Goal »
Starting at the beginning of the material and ending at the line that contains "x=795, y=389", including that line, write out every line again. Adjust each x and y coordinate value by -142 and leave all other text unchanged.

__________

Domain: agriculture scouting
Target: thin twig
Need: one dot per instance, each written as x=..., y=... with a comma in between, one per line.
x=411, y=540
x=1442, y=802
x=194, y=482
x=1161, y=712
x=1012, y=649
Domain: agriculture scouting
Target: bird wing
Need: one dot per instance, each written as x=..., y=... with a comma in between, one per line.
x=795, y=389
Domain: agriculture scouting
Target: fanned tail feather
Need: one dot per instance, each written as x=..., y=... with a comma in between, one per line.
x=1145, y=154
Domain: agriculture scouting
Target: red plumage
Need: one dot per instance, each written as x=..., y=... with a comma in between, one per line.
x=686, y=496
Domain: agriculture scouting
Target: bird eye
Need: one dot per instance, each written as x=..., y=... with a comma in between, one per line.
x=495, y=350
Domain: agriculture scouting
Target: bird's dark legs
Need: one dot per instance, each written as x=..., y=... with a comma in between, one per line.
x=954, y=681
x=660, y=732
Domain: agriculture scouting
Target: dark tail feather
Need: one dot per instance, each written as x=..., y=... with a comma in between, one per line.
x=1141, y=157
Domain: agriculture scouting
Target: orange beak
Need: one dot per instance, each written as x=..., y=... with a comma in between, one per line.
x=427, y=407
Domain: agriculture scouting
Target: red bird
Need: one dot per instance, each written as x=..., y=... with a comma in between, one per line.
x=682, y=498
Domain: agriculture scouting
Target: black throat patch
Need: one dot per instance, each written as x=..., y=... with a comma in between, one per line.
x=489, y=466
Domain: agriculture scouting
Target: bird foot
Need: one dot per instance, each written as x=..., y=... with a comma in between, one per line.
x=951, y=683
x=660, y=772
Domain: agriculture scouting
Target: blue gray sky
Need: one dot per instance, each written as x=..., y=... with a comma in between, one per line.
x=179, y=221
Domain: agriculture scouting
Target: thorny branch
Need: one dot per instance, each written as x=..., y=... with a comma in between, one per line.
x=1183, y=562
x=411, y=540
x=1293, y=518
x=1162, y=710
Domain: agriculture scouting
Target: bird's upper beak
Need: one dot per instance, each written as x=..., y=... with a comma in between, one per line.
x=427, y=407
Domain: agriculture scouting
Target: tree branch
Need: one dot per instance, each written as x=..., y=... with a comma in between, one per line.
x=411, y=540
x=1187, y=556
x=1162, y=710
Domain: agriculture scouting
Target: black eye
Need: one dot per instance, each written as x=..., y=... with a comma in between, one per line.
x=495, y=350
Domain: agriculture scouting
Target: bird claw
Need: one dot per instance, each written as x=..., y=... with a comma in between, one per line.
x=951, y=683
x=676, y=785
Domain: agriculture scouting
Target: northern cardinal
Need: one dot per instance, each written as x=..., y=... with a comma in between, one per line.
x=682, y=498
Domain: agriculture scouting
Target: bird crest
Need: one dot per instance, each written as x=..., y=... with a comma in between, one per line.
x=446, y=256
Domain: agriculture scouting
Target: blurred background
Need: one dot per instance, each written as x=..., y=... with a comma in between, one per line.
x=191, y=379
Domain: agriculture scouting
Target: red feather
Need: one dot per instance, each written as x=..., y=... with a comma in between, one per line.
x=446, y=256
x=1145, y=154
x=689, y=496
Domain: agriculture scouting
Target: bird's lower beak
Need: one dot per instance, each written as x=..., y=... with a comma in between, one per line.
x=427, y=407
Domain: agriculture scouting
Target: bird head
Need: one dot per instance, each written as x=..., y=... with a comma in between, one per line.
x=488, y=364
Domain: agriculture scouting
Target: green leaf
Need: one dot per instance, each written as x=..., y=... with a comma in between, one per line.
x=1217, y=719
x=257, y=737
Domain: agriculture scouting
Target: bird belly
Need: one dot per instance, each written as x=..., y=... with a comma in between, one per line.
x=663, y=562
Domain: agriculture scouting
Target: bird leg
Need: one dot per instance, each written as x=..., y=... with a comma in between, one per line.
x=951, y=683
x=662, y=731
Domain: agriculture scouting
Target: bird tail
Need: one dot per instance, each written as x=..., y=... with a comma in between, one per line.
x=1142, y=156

__________

Exercise output »
Domain: agriculture scouting
Target: thin twig
Need: one dot per instance, each written as x=..., y=... with a comma in between, one per line.
x=269, y=398
x=1300, y=660
x=52, y=340
x=1019, y=570
x=870, y=507
Domain: agriculture scouting
Target: bird wing
Need: one dot per instance, each written as x=..., y=... with a comma in between, one per line.
x=653, y=247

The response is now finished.